__Short task__. Will you restate verbatim the lines running from the line with "For the dataset, pick out the eyebrow" to the end of the data, leaving out everything else?

__Data shown__.
····················

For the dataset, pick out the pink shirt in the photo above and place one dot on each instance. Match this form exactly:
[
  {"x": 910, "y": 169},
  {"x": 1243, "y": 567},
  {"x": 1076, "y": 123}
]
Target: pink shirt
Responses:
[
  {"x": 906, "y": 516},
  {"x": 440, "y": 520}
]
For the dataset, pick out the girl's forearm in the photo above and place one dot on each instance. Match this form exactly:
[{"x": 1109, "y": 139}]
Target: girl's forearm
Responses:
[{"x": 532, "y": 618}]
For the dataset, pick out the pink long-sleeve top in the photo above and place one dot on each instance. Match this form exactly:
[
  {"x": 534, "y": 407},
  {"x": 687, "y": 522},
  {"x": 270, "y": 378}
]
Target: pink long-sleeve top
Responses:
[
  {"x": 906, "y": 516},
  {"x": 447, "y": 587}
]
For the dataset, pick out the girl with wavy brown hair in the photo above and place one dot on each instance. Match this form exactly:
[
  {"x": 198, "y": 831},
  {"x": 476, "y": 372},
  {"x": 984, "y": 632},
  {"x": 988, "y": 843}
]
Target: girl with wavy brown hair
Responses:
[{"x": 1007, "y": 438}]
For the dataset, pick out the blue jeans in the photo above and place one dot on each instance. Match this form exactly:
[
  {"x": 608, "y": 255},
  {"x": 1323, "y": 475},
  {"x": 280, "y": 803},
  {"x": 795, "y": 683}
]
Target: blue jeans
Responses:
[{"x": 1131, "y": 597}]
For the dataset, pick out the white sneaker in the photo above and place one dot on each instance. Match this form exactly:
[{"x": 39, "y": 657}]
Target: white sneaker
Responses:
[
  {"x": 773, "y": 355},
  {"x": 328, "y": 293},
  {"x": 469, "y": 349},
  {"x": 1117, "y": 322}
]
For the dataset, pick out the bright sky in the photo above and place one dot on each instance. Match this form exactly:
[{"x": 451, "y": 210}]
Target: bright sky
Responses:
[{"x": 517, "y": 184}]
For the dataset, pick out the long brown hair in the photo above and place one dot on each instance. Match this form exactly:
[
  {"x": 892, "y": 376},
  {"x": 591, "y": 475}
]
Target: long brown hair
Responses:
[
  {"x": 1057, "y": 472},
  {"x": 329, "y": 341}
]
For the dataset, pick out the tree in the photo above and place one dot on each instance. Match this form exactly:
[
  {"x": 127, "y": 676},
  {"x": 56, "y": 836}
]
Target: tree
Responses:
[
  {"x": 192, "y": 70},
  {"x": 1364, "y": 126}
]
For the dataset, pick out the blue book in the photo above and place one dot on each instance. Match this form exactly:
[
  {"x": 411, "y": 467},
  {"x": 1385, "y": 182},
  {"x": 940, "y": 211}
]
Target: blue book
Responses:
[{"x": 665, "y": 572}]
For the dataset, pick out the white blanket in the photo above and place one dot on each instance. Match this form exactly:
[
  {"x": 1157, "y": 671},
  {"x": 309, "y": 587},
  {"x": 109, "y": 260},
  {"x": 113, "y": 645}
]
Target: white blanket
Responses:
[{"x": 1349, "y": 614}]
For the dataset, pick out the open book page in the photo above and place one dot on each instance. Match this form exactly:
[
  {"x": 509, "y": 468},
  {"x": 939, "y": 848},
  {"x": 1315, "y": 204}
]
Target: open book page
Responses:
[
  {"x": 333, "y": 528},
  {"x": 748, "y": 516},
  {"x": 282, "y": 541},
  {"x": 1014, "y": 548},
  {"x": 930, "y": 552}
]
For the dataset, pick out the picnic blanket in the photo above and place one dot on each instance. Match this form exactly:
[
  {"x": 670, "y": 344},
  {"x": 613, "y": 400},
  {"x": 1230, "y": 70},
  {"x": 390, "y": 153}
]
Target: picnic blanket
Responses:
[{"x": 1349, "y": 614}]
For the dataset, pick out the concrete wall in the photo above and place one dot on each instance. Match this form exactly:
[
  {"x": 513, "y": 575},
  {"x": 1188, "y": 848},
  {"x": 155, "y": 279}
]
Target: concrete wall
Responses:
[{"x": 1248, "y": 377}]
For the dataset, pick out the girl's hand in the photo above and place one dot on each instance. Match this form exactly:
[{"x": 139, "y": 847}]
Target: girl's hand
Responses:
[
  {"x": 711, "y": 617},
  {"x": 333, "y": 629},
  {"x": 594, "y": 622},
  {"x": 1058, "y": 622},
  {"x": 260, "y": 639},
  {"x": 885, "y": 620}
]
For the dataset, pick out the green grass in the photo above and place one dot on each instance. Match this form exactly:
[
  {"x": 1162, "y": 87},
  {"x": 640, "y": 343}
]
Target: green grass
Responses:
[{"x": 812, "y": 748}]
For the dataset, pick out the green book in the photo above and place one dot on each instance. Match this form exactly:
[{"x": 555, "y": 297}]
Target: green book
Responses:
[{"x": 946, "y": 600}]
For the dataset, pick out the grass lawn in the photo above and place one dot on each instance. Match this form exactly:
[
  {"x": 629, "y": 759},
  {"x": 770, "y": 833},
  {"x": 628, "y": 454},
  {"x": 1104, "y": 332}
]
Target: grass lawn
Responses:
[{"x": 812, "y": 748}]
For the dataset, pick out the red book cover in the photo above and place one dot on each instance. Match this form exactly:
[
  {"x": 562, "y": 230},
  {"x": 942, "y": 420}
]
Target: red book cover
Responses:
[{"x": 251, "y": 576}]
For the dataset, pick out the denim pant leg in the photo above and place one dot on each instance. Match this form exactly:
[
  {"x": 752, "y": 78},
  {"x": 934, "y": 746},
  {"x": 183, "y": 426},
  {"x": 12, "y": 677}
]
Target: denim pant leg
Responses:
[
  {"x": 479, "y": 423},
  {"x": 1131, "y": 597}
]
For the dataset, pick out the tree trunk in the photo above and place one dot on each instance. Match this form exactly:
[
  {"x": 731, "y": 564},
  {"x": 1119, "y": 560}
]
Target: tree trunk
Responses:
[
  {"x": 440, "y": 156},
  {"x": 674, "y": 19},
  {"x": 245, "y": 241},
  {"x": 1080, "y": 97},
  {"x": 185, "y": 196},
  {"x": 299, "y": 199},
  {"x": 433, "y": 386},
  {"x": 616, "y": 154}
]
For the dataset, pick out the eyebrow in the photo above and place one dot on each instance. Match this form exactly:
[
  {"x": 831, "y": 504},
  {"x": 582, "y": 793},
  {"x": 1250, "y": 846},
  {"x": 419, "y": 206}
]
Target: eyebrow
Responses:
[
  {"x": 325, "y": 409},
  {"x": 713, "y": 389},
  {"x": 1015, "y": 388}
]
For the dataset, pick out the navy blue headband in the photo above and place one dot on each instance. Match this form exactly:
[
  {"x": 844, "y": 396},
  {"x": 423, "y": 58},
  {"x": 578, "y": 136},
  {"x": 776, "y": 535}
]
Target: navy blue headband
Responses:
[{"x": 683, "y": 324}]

····················

__Written response__.
For the dataset, pick out the eyebrow in the photo above and place one dot on each instance. Match this form exactly:
[
  {"x": 831, "y": 504},
  {"x": 582, "y": 793},
  {"x": 1250, "y": 846},
  {"x": 419, "y": 206}
]
Target: eyebrow
Responses:
[
  {"x": 325, "y": 409},
  {"x": 713, "y": 389},
  {"x": 1015, "y": 388}
]
For the dataset, pick out the navy blue headband in the photo above and place one dot on each instance. Match this form exactly:
[
  {"x": 844, "y": 396},
  {"x": 423, "y": 58},
  {"x": 578, "y": 136},
  {"x": 776, "y": 535}
]
Target: navy blue headband
Responses:
[{"x": 683, "y": 324}]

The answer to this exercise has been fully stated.